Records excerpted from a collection

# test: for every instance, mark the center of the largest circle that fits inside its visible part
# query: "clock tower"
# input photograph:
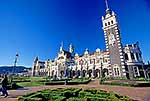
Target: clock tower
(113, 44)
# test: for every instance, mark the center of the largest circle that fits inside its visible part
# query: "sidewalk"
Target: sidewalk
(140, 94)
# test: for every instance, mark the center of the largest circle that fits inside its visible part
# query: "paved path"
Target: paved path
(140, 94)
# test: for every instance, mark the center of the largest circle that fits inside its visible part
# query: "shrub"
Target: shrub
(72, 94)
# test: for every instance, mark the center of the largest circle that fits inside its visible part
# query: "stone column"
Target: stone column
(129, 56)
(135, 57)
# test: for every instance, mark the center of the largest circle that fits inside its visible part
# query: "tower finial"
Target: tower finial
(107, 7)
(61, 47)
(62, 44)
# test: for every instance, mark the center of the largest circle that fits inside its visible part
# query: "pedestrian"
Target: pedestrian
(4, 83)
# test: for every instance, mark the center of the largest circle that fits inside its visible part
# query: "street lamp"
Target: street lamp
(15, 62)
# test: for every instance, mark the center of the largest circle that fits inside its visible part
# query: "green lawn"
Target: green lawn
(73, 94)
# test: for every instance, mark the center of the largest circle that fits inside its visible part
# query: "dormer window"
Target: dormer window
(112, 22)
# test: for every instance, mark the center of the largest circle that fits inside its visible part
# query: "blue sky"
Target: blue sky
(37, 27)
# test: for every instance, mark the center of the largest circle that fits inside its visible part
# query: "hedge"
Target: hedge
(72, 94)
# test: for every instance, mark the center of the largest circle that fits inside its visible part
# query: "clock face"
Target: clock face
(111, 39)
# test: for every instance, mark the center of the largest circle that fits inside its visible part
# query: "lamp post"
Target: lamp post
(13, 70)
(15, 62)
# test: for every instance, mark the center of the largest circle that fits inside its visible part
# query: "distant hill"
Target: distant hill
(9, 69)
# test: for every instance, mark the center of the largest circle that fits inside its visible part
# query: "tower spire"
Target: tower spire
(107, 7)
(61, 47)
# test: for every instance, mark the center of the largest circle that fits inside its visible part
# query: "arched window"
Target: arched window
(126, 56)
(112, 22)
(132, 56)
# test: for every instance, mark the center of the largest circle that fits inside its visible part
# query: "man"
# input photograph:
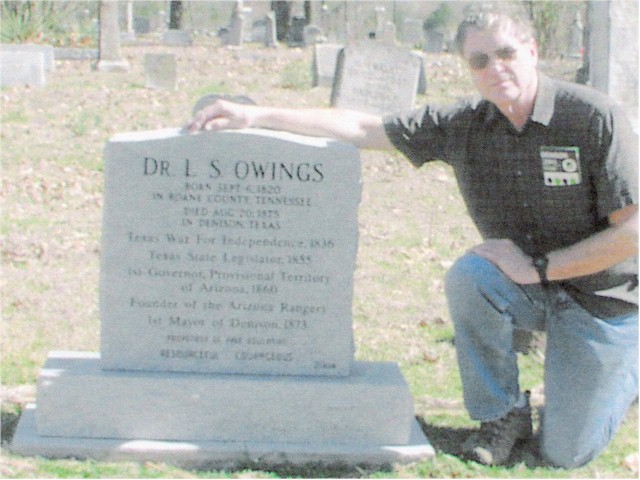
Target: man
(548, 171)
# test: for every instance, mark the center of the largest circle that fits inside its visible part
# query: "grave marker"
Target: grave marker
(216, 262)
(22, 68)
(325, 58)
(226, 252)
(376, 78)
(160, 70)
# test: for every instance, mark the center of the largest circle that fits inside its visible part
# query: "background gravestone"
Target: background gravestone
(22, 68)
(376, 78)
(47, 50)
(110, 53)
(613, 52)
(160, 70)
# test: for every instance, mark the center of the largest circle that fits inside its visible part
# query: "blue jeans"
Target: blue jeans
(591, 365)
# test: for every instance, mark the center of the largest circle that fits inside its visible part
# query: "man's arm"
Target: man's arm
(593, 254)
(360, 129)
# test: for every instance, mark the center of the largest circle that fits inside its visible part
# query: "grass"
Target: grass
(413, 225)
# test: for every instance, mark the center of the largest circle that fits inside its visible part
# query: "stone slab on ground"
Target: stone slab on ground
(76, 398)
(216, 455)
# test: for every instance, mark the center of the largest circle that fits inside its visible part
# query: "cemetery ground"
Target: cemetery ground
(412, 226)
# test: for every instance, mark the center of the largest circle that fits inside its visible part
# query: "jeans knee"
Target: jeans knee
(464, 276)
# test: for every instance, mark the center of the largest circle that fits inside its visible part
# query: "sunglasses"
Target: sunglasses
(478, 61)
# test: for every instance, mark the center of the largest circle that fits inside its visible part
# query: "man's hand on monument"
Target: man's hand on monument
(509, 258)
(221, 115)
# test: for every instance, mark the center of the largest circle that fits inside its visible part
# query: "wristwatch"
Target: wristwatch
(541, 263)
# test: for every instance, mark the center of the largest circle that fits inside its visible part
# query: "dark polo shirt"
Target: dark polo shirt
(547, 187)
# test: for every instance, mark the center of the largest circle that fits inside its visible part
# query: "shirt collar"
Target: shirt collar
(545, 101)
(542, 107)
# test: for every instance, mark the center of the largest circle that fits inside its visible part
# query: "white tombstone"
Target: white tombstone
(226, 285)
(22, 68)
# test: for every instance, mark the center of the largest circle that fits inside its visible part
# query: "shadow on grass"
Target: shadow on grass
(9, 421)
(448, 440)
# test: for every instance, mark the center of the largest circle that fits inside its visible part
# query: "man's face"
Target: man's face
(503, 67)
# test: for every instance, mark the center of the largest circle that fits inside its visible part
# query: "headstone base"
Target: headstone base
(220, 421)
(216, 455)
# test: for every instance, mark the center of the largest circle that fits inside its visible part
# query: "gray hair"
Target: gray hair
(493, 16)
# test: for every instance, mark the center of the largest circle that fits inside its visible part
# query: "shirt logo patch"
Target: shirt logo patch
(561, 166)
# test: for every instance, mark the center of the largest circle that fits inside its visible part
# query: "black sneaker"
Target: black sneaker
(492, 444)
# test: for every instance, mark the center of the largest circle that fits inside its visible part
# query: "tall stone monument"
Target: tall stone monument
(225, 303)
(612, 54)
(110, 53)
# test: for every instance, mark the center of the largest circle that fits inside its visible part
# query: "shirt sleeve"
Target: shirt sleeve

**Required action**
Report all lines of the data above that include the string "sleeve".

**Written reply**
# query: "shirt sleeve"
Target: shirt sleeve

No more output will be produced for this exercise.